What the exercise asks:
Reproduce verbatim the lines in the entries below, from the line containing "task: segment every instance of the <item>blonde" through the line containing "target: <item>blonde woman</item>", both included.
┌─ Supplied data
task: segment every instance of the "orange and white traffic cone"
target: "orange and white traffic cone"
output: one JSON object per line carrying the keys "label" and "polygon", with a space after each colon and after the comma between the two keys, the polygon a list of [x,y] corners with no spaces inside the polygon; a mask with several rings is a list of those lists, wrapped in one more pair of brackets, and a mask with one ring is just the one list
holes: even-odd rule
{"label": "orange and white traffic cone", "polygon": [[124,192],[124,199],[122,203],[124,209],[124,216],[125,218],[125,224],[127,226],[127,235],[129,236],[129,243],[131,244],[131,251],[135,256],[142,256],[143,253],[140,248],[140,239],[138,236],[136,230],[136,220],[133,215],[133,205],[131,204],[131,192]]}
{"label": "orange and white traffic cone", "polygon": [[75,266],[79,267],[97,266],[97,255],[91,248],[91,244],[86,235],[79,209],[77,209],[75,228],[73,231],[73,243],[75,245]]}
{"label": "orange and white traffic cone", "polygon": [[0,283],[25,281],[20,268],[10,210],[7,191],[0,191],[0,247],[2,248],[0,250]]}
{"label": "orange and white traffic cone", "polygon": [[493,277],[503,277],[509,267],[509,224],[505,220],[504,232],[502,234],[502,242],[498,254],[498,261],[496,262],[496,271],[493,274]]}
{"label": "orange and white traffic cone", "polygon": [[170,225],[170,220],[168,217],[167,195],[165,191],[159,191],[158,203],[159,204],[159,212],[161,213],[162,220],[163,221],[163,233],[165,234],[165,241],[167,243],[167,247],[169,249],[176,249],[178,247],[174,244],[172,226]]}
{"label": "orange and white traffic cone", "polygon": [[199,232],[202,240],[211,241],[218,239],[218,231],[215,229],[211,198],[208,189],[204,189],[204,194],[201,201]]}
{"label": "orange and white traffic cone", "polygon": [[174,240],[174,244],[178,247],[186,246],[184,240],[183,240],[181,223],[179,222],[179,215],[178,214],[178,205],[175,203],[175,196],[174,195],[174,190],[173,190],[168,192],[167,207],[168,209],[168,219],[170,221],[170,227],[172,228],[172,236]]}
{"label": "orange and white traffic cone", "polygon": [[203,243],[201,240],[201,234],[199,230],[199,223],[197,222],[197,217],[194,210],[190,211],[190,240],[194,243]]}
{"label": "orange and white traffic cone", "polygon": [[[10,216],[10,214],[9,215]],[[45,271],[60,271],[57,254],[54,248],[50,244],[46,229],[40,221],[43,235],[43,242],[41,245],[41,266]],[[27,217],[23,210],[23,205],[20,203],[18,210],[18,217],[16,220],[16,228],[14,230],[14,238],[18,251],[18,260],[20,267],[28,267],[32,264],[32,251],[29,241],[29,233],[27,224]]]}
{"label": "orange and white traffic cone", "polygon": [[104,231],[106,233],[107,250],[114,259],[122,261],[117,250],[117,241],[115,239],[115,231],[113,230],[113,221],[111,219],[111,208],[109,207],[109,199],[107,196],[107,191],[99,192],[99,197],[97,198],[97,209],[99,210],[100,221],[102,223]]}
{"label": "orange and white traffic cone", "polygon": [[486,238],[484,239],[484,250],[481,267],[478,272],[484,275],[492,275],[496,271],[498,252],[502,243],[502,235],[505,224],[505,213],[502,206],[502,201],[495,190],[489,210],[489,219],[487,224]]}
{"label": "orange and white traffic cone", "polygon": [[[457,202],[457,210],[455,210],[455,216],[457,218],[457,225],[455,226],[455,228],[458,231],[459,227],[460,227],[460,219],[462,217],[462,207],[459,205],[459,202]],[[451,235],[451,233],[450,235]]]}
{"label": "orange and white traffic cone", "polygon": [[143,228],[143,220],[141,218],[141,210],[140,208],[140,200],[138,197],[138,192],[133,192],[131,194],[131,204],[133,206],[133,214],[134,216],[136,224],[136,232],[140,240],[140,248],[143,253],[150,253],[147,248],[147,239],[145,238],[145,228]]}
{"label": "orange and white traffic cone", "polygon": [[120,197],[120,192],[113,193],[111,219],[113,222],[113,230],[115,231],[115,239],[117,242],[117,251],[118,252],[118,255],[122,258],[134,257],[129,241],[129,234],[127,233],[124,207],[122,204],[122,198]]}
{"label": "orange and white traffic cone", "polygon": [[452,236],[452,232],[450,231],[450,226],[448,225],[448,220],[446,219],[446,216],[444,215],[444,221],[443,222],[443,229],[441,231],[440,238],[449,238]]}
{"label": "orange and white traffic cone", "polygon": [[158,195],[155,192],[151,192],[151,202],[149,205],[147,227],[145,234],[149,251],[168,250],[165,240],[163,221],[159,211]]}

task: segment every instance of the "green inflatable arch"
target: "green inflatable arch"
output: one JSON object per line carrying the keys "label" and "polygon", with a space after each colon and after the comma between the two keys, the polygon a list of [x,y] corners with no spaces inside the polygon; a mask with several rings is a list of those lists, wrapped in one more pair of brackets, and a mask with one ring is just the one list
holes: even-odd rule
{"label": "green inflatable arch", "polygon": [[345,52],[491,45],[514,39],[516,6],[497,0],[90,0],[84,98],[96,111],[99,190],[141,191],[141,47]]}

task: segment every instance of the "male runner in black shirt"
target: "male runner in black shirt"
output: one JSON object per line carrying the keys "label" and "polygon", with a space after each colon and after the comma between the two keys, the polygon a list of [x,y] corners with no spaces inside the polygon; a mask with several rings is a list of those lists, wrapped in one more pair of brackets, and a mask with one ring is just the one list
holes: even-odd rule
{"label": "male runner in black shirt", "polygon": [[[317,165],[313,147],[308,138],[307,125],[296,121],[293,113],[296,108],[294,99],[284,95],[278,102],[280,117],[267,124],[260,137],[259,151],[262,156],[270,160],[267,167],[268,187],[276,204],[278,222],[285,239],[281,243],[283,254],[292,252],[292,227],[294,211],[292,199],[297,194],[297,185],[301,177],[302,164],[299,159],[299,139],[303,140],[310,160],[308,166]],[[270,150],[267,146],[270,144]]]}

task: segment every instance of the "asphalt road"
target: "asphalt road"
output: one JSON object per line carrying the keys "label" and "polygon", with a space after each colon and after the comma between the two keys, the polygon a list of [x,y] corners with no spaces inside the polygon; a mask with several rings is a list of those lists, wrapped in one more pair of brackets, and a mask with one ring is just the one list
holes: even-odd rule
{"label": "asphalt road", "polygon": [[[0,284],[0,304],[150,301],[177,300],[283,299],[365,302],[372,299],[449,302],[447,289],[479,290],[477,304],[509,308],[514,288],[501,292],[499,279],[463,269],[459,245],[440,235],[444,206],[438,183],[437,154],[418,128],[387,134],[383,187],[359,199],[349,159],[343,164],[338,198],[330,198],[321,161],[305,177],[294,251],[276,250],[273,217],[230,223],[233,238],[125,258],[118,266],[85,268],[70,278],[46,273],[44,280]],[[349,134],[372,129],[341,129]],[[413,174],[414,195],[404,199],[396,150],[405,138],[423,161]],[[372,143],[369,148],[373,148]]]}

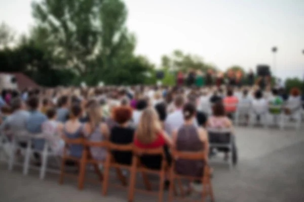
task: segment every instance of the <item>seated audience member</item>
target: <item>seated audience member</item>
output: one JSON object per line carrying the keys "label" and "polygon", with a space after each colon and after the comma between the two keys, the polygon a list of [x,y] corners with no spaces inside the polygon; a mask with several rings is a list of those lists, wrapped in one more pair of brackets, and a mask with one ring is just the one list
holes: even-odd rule
{"label": "seated audience member", "polygon": [[293,88],[290,90],[286,107],[288,110],[285,110],[285,112],[287,114],[294,113],[296,110],[300,113],[301,92],[298,88]]}
{"label": "seated audience member", "polygon": [[13,113],[0,126],[0,131],[3,130],[26,131],[26,122],[29,117],[29,113],[24,110],[25,106],[21,99],[13,99],[11,102],[11,108]]}
{"label": "seated audience member", "polygon": [[[83,126],[79,121],[79,118],[82,113],[79,105],[73,105],[71,107],[69,119],[65,122],[62,128],[63,139],[78,139],[83,137]],[[71,144],[69,145],[70,155],[75,158],[81,158],[83,149],[82,144]]]}
{"label": "seated audience member", "polygon": [[0,124],[3,121],[5,121],[6,119],[12,114],[12,109],[5,105],[1,107],[1,114],[0,114]]}
{"label": "seated audience member", "polygon": [[234,95],[232,89],[228,89],[227,96],[223,99],[223,103],[225,107],[225,111],[227,114],[230,115],[236,112],[239,99]]}
{"label": "seated audience member", "polygon": [[[212,107],[213,115],[208,120],[207,126],[210,128],[229,128],[232,133],[234,132],[233,126],[231,120],[225,113],[225,108],[222,103],[215,104]],[[234,138],[233,142],[234,143]],[[226,148],[218,148],[218,150],[225,153],[224,159],[229,158],[229,150]]]}
{"label": "seated audience member", "polygon": [[[108,139],[109,131],[105,123],[102,122],[102,116],[100,107],[92,104],[87,110],[89,120],[84,124],[85,137],[91,141],[99,142]],[[91,154],[94,159],[104,160],[106,156],[106,148],[91,146]]]}
{"label": "seated audience member", "polygon": [[167,118],[167,106],[165,103],[160,103],[155,107],[163,129],[165,129],[165,121]]}
{"label": "seated audience member", "polygon": [[279,114],[281,112],[281,109],[275,107],[276,106],[280,106],[283,104],[283,99],[279,95],[278,89],[273,89],[272,96],[269,99],[269,103],[271,105],[269,107],[270,113],[272,114]]}
{"label": "seated audience member", "polygon": [[[208,133],[202,128],[196,126],[194,120],[196,118],[196,107],[192,103],[185,105],[183,115],[183,125],[172,134],[173,145],[176,150],[180,152],[196,152],[208,151],[209,143]],[[208,152],[206,159],[208,160]],[[178,160],[176,162],[176,172],[180,174],[200,177],[203,174],[204,166],[207,162],[201,161]]]}
{"label": "seated audience member", "polygon": [[131,100],[130,103],[131,107],[132,108],[132,109],[133,109],[134,110],[136,109],[137,102],[139,100],[140,97],[140,93],[139,93],[139,92],[138,92],[138,91],[135,92],[134,96],[133,98]]}
{"label": "seated audience member", "polygon": [[221,102],[222,100],[222,98],[219,93],[217,90],[214,90],[213,94],[210,97],[210,102],[212,104],[214,104],[218,102]]}
{"label": "seated audience member", "polygon": [[[111,103],[109,106],[109,116],[105,119],[105,122],[108,128],[109,129],[109,131],[111,131],[112,128],[113,128],[117,124],[117,123],[116,123],[115,120],[114,119],[113,113],[115,108],[116,108],[119,105],[118,105],[117,104],[115,103]],[[102,111],[102,112],[103,112],[103,111]]]}
{"label": "seated audience member", "polygon": [[[48,120],[48,118],[39,111],[39,98],[35,95],[32,95],[27,99],[27,105],[30,114],[26,121],[27,131],[32,134],[41,133],[42,132],[42,124]],[[33,142],[35,149],[43,149],[44,140],[35,139]]]}
{"label": "seated audience member", "polygon": [[139,123],[140,116],[142,111],[147,108],[148,106],[146,100],[140,99],[137,102],[136,109],[133,112],[133,121],[135,126],[137,126]]}
{"label": "seated audience member", "polygon": [[257,90],[254,93],[252,100],[252,110],[257,115],[260,115],[267,112],[268,104],[266,99],[263,97],[263,93],[260,90]]}
{"label": "seated audience member", "polygon": [[[114,110],[113,118],[117,124],[111,130],[109,138],[111,142],[117,144],[128,144],[133,142],[135,130],[130,126],[132,113],[132,109],[128,107],[119,107]],[[112,151],[112,154],[118,163],[131,164],[131,152]]]}
{"label": "seated audience member", "polygon": [[47,98],[43,99],[42,101],[42,107],[41,108],[41,112],[43,114],[46,114],[47,113],[47,111],[50,108],[51,105],[51,103],[50,100],[49,100]]}
{"label": "seated audience member", "polygon": [[[135,132],[134,145],[147,149],[164,147],[168,163],[170,163],[168,146],[172,145],[172,139],[162,129],[157,113],[153,108],[147,108],[142,112]],[[141,157],[141,161],[147,168],[159,170],[162,159],[159,156],[144,156]]]}
{"label": "seated audience member", "polygon": [[59,131],[62,130],[63,125],[56,120],[56,113],[54,108],[50,108],[47,111],[48,120],[42,124],[42,132],[49,136],[52,152],[61,155],[64,147],[64,141],[59,135]]}
{"label": "seated audience member", "polygon": [[65,123],[68,119],[68,97],[62,96],[58,100],[59,108],[57,110],[57,121]]}

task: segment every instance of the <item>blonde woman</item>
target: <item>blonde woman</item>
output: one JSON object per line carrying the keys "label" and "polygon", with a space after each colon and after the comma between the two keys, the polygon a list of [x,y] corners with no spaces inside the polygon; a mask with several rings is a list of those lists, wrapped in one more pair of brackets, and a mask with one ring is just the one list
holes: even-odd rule
{"label": "blonde woman", "polygon": [[[84,126],[84,134],[85,137],[92,141],[102,141],[108,139],[109,130],[107,125],[102,122],[102,116],[98,105],[92,105],[87,110],[89,121]],[[105,148],[92,146],[90,148],[94,159],[105,159]]]}
{"label": "blonde woman", "polygon": [[[141,114],[137,129],[135,132],[134,145],[142,148],[157,148],[163,147],[169,163],[170,157],[168,146],[172,145],[172,140],[162,129],[156,111],[151,108],[144,110]],[[141,162],[147,167],[160,169],[161,157],[143,156]]]}

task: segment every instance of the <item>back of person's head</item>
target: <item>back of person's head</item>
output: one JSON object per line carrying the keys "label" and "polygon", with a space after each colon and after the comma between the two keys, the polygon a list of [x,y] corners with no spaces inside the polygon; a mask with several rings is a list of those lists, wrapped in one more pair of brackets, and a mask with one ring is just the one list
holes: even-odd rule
└─
Written solution:
task: segment every instance of the <item>blonde woman</item>
target: <item>blonde woman</item>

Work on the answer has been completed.